# Instructions for the task:
Every line below is to be quoted exactly, with nothing added or dropped.

# Supplied entries:
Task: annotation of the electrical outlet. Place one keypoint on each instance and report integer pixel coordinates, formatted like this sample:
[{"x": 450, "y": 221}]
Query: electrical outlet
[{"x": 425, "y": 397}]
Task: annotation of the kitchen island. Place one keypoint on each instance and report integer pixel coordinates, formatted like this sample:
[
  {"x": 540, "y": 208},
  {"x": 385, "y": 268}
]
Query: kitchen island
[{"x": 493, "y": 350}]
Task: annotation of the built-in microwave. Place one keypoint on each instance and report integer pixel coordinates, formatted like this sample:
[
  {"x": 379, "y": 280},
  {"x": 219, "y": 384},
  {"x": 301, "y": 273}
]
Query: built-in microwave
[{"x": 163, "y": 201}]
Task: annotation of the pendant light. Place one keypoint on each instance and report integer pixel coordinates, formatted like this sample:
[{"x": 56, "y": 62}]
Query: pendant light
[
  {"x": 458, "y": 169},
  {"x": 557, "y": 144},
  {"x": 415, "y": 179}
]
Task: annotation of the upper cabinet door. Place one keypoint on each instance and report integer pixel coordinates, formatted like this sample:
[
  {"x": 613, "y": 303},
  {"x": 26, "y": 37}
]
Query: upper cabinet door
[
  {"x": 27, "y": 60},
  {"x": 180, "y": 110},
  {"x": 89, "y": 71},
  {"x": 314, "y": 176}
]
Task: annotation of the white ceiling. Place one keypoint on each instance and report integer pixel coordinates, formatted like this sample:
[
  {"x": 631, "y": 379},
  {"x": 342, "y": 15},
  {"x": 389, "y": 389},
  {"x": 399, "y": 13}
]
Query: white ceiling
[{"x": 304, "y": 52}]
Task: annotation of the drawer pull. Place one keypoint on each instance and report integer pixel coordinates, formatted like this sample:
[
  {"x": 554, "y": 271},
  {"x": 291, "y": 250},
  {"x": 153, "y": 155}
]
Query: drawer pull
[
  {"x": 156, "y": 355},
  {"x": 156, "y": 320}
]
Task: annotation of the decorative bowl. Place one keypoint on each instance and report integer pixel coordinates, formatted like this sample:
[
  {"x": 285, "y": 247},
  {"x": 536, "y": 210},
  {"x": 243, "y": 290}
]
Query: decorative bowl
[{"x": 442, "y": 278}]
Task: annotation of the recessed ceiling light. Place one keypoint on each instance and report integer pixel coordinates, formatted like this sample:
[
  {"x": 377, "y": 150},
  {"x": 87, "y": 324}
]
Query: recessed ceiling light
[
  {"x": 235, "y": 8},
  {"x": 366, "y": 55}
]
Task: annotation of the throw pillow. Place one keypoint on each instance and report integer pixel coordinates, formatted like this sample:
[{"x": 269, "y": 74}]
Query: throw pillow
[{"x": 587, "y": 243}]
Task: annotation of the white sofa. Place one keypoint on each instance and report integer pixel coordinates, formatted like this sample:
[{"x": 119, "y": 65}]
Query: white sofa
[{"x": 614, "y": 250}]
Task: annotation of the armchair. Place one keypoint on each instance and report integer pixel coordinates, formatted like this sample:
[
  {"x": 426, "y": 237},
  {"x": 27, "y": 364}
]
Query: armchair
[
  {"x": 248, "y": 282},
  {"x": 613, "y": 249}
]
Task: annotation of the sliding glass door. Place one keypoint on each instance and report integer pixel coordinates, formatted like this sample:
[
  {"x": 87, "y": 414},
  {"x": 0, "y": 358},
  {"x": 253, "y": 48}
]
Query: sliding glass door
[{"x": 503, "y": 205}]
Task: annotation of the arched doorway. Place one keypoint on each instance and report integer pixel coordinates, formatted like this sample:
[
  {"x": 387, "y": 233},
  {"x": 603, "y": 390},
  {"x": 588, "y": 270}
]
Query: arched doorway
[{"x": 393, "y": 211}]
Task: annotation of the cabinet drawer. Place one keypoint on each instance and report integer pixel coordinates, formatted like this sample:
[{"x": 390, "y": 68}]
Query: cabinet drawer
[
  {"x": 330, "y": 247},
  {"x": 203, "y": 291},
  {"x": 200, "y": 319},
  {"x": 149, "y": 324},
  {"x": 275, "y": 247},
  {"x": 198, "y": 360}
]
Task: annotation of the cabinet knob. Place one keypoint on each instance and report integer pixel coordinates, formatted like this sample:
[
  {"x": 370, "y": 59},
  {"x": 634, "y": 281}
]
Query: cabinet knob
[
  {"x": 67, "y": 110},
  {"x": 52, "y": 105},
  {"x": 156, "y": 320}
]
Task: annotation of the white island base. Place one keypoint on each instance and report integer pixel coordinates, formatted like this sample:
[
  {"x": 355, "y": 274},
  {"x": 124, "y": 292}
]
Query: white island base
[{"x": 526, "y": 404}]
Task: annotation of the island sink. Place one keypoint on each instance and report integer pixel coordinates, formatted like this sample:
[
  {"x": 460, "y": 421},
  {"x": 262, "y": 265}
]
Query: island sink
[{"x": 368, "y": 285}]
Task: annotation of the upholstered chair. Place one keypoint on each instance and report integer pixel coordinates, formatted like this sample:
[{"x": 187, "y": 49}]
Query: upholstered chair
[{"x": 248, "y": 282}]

# Answer for this exercise:
Task: annotation of the electrical outlet. Place one keypoint on each instance and report integer pixel coordinates, formatted like this sample:
[{"x": 450, "y": 221}]
Query: electrical outlet
[{"x": 425, "y": 397}]
Task: annotation of the kitchen island. Place one keypoint on each instance and report integer pixel coordinates, formatted like this sample:
[
  {"x": 540, "y": 208},
  {"x": 385, "y": 268}
]
Query: kitchen island
[{"x": 493, "y": 350}]
Task: annotation of the built-in microwave. Place one keypoint on each instance and report integer pixel coordinates, formatted like this sample:
[
  {"x": 379, "y": 280},
  {"x": 219, "y": 384},
  {"x": 301, "y": 273}
]
Query: built-in microwave
[{"x": 163, "y": 201}]
Task: annotation of the pendant light. Place one keypoint on each instance and report integer pixel coordinates, formatted like this sample:
[{"x": 56, "y": 62}]
Query: pendant light
[
  {"x": 458, "y": 169},
  {"x": 557, "y": 144},
  {"x": 415, "y": 179}
]
Task: annotation of the upper cabinet door. Place one keypoint on each instance and report integer pixel coordinates, formatted like this sample:
[
  {"x": 613, "y": 303},
  {"x": 26, "y": 37}
]
Query: upper cabinet door
[
  {"x": 27, "y": 60},
  {"x": 180, "y": 110},
  {"x": 89, "y": 71},
  {"x": 314, "y": 176}
]
Task: annotation of the white ceiling. Place one keypoint on each instance and report integer pixel coordinates, formatted like this sample:
[
  {"x": 631, "y": 379},
  {"x": 342, "y": 15},
  {"x": 389, "y": 389},
  {"x": 399, "y": 13}
]
Query: white ceiling
[{"x": 304, "y": 52}]
Task: annotation of the drawer pull. Place one keypoint on each instance and report integer pixel coordinates, formatted like this sample:
[
  {"x": 554, "y": 271},
  {"x": 291, "y": 250},
  {"x": 153, "y": 155}
]
Query: drawer pull
[
  {"x": 156, "y": 355},
  {"x": 156, "y": 320}
]
Task: annotation of the decorative bowl. Place one keypoint on each instance and report integer pixel coordinates, formatted like this sample:
[
  {"x": 285, "y": 247},
  {"x": 536, "y": 210},
  {"x": 243, "y": 290}
]
Query: decorative bowl
[{"x": 442, "y": 278}]
Task: annotation of the recessed ceiling light. Place one keypoint on each instance and report integer pixel coordinates, formatted like this sample:
[
  {"x": 377, "y": 150},
  {"x": 87, "y": 324}
]
Query: recessed ceiling light
[
  {"x": 235, "y": 8},
  {"x": 366, "y": 55}
]
Task: annotation of the throw pillow. Place one keypoint on each instance and report integer pixel coordinates, formatted like this sample:
[{"x": 269, "y": 74}]
Query: throw pillow
[{"x": 587, "y": 243}]
Task: annotation of the white sofa. Place one keypoint on each instance and report integer pixel coordinates, formatted like this sample:
[{"x": 119, "y": 65}]
Query: white sofa
[{"x": 614, "y": 250}]
Task: annotation of the armchair. Place one keypoint on each instance and report integer pixel coordinates, formatted like this sample:
[
  {"x": 426, "y": 237},
  {"x": 27, "y": 364}
]
Query: armchair
[
  {"x": 248, "y": 282},
  {"x": 613, "y": 249}
]
Task: annotation of the sliding glass door. Place one keypoint on each instance and report integer pixel coordinates, formatted like this sample:
[
  {"x": 87, "y": 414},
  {"x": 0, "y": 358},
  {"x": 253, "y": 48}
]
Query: sliding glass door
[{"x": 503, "y": 205}]
Task: annotation of the arched doorway. Place one keypoint on each instance and report integer pixel coordinates, formatted like this sample:
[
  {"x": 387, "y": 233},
  {"x": 603, "y": 390},
  {"x": 588, "y": 270}
]
Query: arched doorway
[{"x": 393, "y": 211}]
Task: annotation of the cabinet drawer. Place one keypoint on each instance and report integer pixel coordinates, formatted like this sample:
[{"x": 390, "y": 68}]
Query: cabinet drawer
[
  {"x": 330, "y": 247},
  {"x": 203, "y": 291},
  {"x": 200, "y": 319},
  {"x": 149, "y": 324},
  {"x": 275, "y": 247},
  {"x": 198, "y": 360}
]
Task: annotation of the cabinet knob. Place one keypoint on each instance and report integer pixel coordinates, formatted like this sample:
[
  {"x": 370, "y": 59},
  {"x": 634, "y": 281}
]
Query: cabinet knob
[
  {"x": 67, "y": 110},
  {"x": 52, "y": 105},
  {"x": 156, "y": 320}
]
Task: annotation of the white island base. Place one keypoint on each instance and report integer pixel coordinates, formatted like this sample:
[
  {"x": 355, "y": 274},
  {"x": 124, "y": 292}
]
Query: white island base
[{"x": 526, "y": 404}]
Task: annotation of the island sink. Place one keypoint on each instance and report integer pixel coordinates, formatted like this sample:
[
  {"x": 460, "y": 421},
  {"x": 262, "y": 265}
]
Query: island sink
[{"x": 368, "y": 285}]
Task: annotation of the upholstered chair. Place one keypoint on each instance and report integer pixel coordinates, formatted like this sample:
[{"x": 187, "y": 49}]
Query: upholstered chair
[{"x": 248, "y": 282}]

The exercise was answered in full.